[EXERCISE TEXT]
University of Minnesota engineers are studying whether a coating made out of a tree extract could be applied to masks to increase their protectiveness against the coronavirus that causes COVID-19.
The study led by Boya Xiong, a U assistant professor of engineering, was inspired by the antimicrobial and antiviral properties of proteins from Moringa oleifera, a tree native to India that is grown in domestic gardens because its seeds can be consumed as vegetables and its leaves brewed as tea.
The research goal is to crush the seeds and mix them with water to form a coating that can be applied to masks, because the proteins appear to bind specifically with the coronavirus in a way that will trap it, Xiong said.
"We hope that having this layer of protein on the textile would enhance the removal of virus in the droplets or aerosols coming from people talking, inhaling or coughing."
The federally funded study is the latest do-it-yourself concept explored at the U, where an anesthesiologist last year made a makeshift ventilator out of a toolbox and $150 in parts, and an apparel designer this year created a mask design out of vehicle filters that could be assembled in the event of a supply shortage.
U engineers also worked with the Minnesota Orchestra on ways to protect musicians from infection during performances and simulated how viral buildup can occur based on airflow patterns in elevators, stores and classrooms.
Mask-wearing has been one of the touchiest and most politically divisive strategies in the COVID-19 pandemic, with debates over school mask-wearing requirements provoking arguments and confrontations at local government and school board meetings.
Mask-wearing rates fall along political lines but have plummeted overall in Minnesota following the end of an indoor mask mandate in May. More than 90% of Minnesotans wore masks in public most or all the time in February, but that rate dropped below 20% in July before rebounding above 45% this month, according to survey data published by Carnegie Mellon University's COVIDcast website.
While some studies have questioned whether masks have reduced viral transmission in the pandemic, federal and state health officials encourage their use in counties with high transmission levels and K-12 schools.
A recent U and Mayo Clinic study used two particle-emitting mannequins to find that masks worked best as source control — preventing wearers from spreading viral particles to others — but that risks were lowest when both parties were wearing them.
Two studies published last week by the Centers for Disease Control and Prevention also showed that the odds of school outbreaks were higher in schools with no mask requirements. However, those studies might not have proved cause and effect, because it's possible that schools with mask mandates take COVID-19 risks more seriously and have other methods of infection control in place, said Michael Osterholm, director of the U's Center for Infectious Disease Research and Policy.
"So often, masks are markers for all of the other things that are going on," he said.
Proper fit also has been a concern with even the most effective masks, which need to fit snugly over the nose and below the chin to reduce viral transmission. Xiong said solutions to all those problems are needed but could only be aided by an easy way to make masks work better.
"We all hope that this COVID will be gone," she said, "but I think the bigger reality probably ... is that this will be more like a really bad flu and there will be more outbreaks where people still need to wear masks."
Xiong has studied the tree extract protein for five years, discovering its antiviral qualities and testing how it removes bacterial and viral particles from water.
Challenges ahead include finding simple ways to charge masks before the coating is applied so the proteins bind to the fibers in a way that can capture viral particles.
Breathability will be studied as well, but Xiong said the proteins from the coating are tiny and shouldn't clog the pores in the masks that allow air intake.
[/EXERCISE TEXT]
[DATASET EXCERPTS]
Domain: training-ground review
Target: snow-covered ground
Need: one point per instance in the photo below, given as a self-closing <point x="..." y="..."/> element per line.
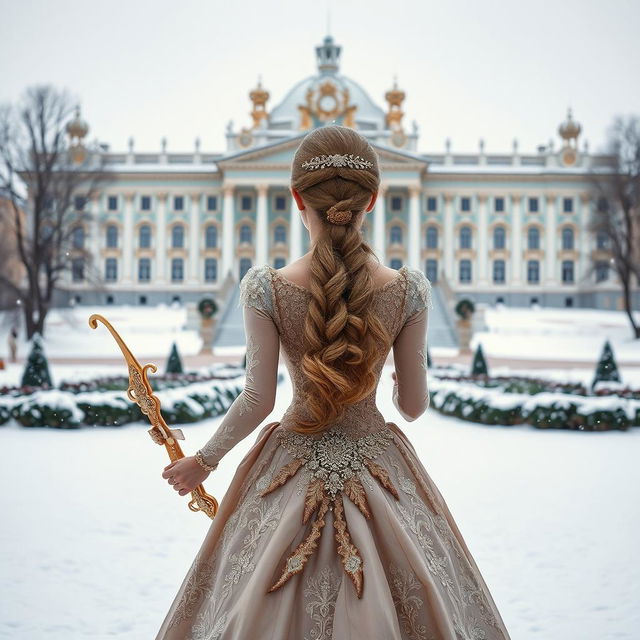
<point x="535" y="333"/>
<point x="94" y="543"/>
<point x="570" y="334"/>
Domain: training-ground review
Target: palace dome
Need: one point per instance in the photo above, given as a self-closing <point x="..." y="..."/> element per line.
<point x="325" y="96"/>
[/DATASET EXCERPTS]
**WORK TASK A**.
Rename "touchiest" as "most sensitive" in the mask coating article, reproducing everything from "Mask-wearing has been" down to "school board meetings.".
**WORK TASK B**.
In the mask coating article, list every place where U engineers simulated how viral buildup can occur based on airflow patterns.
These records were drawn from a separate source.

**RESPONSE BOX A**.
Mask-wearing has been one of the most sensitive and most politically divisive strategies in the COVID-19 pandemic, with debates over school mask-wearing requirements provoking arguments and confrontations at local government and school board meetings.

**RESPONSE BOX B**.
elevators, stores, classrooms